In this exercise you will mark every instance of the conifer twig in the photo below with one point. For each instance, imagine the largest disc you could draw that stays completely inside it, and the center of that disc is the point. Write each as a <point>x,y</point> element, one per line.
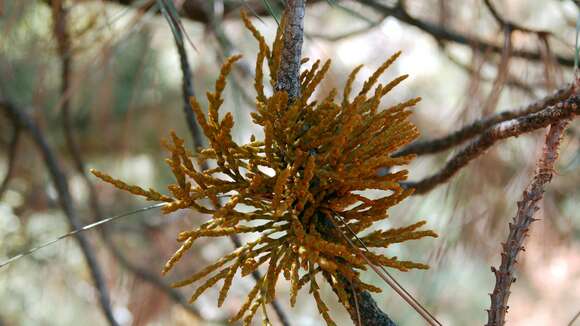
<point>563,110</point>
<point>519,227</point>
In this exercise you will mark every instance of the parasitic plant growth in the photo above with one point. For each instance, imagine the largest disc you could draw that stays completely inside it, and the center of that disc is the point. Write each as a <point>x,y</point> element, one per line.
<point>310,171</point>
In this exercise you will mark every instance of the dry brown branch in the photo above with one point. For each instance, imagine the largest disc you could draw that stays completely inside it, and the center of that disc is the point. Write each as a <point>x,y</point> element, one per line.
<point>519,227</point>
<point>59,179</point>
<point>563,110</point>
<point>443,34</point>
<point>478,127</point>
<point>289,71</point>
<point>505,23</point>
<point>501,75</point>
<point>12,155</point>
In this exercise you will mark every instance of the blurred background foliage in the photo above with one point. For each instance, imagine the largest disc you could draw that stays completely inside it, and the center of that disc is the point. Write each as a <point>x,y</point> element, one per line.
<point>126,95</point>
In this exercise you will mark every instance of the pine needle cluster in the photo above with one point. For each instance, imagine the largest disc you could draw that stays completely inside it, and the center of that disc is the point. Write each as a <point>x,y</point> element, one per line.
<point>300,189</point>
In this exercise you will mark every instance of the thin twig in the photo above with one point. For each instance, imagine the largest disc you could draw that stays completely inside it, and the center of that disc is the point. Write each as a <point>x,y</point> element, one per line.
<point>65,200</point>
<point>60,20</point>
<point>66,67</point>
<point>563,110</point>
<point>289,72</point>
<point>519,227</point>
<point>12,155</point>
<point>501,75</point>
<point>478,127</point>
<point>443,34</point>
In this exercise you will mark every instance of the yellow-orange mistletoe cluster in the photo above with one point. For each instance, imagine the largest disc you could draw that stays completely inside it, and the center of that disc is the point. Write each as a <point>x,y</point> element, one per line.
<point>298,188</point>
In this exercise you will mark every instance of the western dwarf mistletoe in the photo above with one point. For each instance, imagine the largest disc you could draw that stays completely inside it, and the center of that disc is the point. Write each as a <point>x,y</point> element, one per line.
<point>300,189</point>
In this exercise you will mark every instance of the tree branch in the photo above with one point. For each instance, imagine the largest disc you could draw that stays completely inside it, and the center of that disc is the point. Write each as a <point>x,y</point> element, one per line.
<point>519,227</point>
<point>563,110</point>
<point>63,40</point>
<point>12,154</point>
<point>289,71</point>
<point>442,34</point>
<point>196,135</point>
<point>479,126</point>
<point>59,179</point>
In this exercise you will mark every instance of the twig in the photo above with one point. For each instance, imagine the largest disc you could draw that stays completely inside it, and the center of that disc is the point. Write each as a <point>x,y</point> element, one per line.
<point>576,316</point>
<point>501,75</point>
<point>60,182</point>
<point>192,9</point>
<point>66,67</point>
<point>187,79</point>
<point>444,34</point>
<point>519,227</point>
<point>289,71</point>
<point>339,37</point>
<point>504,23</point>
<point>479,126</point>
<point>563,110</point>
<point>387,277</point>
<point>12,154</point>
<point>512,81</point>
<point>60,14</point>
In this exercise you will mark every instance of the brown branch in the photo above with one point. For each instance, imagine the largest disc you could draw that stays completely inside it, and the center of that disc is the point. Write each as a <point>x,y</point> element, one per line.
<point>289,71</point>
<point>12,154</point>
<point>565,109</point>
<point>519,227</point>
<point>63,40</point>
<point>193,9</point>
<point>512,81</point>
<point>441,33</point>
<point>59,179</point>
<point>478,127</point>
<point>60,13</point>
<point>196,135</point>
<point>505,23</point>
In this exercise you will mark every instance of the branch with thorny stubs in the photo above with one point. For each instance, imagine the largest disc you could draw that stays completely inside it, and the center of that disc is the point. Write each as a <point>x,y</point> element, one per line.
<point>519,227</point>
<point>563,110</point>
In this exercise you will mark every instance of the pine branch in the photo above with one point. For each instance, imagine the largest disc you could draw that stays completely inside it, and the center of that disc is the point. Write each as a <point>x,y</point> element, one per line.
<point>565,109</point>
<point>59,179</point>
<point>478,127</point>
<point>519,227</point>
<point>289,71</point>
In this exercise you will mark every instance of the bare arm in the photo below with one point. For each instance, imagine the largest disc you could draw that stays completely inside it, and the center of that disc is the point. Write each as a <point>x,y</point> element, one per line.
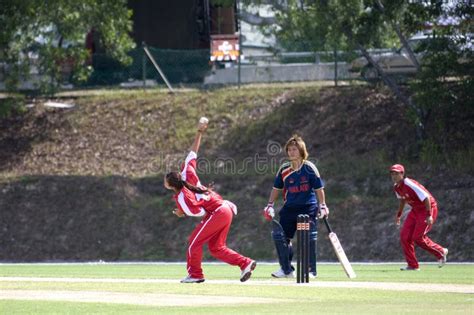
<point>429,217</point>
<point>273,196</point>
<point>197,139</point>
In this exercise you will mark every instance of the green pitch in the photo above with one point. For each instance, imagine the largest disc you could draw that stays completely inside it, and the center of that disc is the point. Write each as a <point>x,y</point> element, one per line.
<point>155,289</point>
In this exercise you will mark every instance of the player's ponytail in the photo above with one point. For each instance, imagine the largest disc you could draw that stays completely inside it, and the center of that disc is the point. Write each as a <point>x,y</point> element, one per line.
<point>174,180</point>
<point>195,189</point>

★ ★ ★ ★ ★

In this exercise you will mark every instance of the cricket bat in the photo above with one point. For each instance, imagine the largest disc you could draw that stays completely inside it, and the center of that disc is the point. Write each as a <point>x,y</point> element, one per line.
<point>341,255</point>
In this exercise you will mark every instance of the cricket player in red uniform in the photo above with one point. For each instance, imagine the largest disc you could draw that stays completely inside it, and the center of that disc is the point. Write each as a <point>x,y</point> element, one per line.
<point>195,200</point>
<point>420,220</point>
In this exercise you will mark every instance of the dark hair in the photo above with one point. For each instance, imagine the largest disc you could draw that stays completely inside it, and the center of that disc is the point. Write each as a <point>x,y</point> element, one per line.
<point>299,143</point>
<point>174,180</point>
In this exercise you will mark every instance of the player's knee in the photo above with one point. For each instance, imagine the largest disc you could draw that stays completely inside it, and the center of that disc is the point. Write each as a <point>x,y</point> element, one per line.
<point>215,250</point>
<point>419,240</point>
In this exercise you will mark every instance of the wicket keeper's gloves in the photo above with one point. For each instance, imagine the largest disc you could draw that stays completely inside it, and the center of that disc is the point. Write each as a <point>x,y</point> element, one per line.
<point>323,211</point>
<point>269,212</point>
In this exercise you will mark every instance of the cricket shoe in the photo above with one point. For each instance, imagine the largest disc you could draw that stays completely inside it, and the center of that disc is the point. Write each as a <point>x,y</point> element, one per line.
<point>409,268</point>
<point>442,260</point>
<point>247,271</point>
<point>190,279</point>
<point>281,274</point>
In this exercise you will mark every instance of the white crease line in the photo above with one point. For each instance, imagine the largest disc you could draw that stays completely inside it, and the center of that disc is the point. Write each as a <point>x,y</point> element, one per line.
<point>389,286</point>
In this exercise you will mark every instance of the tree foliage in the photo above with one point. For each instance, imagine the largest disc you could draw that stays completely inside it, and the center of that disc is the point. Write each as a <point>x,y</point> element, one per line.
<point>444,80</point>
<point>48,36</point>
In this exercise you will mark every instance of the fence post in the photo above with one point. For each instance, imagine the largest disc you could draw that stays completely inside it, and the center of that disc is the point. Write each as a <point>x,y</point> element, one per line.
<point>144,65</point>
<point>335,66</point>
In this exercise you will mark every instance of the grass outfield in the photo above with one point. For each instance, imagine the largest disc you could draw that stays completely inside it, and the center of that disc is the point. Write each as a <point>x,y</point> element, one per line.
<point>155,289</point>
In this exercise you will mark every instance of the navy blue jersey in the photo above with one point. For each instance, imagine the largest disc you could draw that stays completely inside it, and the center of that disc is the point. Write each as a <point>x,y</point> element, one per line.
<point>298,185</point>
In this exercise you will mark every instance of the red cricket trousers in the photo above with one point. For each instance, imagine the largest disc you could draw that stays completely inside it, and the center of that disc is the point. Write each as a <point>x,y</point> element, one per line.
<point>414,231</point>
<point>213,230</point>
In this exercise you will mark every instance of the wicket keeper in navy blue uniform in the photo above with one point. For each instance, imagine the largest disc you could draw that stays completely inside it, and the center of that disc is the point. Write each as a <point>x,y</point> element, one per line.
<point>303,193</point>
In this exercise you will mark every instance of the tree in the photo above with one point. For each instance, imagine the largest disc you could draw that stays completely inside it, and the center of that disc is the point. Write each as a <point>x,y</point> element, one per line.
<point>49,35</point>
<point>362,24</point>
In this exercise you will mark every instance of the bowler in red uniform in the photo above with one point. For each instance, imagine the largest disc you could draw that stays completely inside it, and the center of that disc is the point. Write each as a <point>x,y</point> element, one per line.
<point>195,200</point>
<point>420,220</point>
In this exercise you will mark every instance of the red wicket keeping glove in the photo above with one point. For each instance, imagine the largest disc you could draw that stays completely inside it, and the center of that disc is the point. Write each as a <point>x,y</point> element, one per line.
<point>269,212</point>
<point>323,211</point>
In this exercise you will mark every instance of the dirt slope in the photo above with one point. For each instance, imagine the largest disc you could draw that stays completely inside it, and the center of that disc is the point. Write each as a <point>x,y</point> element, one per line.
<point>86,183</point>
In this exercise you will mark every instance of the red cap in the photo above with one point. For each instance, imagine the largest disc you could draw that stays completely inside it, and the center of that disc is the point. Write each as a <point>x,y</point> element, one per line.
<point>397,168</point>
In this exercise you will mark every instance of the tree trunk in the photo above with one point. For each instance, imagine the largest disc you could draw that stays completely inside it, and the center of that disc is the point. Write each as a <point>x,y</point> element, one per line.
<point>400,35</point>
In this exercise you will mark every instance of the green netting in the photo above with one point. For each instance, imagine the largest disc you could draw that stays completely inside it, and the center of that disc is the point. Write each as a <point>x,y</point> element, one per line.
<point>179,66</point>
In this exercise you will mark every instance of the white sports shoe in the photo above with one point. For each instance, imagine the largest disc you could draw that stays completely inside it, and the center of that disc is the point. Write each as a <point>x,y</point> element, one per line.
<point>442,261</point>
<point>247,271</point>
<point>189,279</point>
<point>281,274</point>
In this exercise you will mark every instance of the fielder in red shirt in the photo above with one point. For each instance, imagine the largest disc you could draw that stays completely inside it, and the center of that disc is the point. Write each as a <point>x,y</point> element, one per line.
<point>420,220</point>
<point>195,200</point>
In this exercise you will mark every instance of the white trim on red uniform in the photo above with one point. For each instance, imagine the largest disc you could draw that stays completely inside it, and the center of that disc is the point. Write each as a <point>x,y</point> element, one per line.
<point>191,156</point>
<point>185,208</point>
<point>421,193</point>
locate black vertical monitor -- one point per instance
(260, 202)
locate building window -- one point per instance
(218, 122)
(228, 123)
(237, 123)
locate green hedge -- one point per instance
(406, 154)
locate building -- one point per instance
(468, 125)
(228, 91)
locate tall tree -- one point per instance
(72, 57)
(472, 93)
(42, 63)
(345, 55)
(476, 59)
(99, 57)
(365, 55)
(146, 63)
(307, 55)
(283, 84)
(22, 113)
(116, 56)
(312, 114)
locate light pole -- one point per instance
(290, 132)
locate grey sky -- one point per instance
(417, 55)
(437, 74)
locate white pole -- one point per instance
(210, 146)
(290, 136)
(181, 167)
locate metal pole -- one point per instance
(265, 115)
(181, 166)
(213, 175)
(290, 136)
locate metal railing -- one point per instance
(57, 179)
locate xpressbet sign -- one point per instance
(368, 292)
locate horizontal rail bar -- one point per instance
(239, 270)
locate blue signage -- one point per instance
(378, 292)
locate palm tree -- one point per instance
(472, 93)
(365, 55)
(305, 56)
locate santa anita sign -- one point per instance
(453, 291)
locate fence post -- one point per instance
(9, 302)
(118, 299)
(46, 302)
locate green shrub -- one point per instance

★ ★ ★ ★ ★

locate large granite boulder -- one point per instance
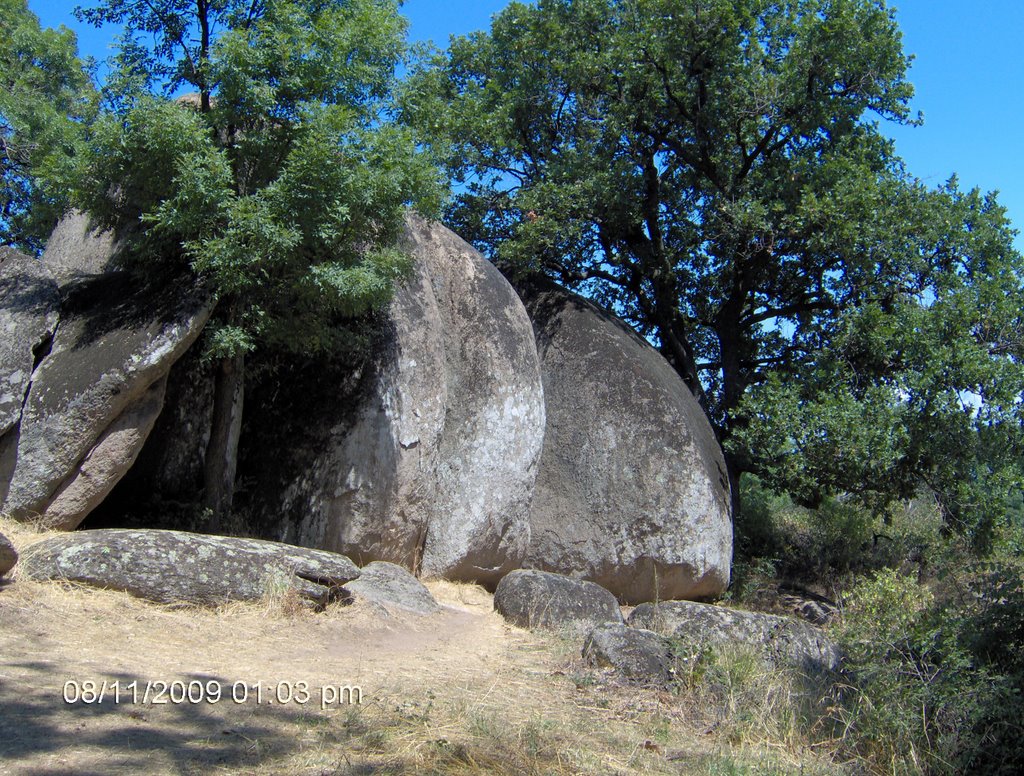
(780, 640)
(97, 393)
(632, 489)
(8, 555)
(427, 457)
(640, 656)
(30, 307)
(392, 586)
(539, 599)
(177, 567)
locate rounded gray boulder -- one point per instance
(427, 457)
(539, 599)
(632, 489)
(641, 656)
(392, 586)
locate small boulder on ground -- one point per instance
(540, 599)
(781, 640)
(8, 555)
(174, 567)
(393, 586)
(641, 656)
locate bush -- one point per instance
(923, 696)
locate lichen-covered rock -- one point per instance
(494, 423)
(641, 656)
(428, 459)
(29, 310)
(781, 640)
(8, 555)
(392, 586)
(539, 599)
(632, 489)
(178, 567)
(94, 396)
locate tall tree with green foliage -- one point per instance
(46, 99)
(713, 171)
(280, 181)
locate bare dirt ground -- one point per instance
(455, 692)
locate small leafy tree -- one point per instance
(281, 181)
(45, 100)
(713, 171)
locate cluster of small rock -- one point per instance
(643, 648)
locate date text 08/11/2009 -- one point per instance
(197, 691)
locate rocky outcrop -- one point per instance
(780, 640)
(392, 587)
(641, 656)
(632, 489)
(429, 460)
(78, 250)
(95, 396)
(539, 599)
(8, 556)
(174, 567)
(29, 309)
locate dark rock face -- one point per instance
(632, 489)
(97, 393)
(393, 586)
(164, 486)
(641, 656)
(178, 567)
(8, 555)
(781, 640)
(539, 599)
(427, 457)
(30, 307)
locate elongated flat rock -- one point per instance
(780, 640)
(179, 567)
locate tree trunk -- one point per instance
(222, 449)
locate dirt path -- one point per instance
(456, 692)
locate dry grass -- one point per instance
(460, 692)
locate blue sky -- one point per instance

★ ★ ★ ★ ★

Exercise: From the line holding "locate metal railing" to the line holding "locate green shrub -- one point per instance", inclusive, restate each line above exactly as written.

Your response:
locate metal railing -- one point per instance
(57, 179)
locate xpressbet sign -- one point per instance
(368, 292)
locate horizontal rail bar -- one point per instance
(239, 270)
locate blue signage -- one point per instance
(378, 292)
locate palm tree -- one point per instance
(472, 93)
(365, 55)
(305, 56)
locate santa anita sign -- one point per instance
(453, 291)
locate fence post -- one point per instance
(9, 302)
(118, 299)
(46, 302)
locate green shrub -- one point per instance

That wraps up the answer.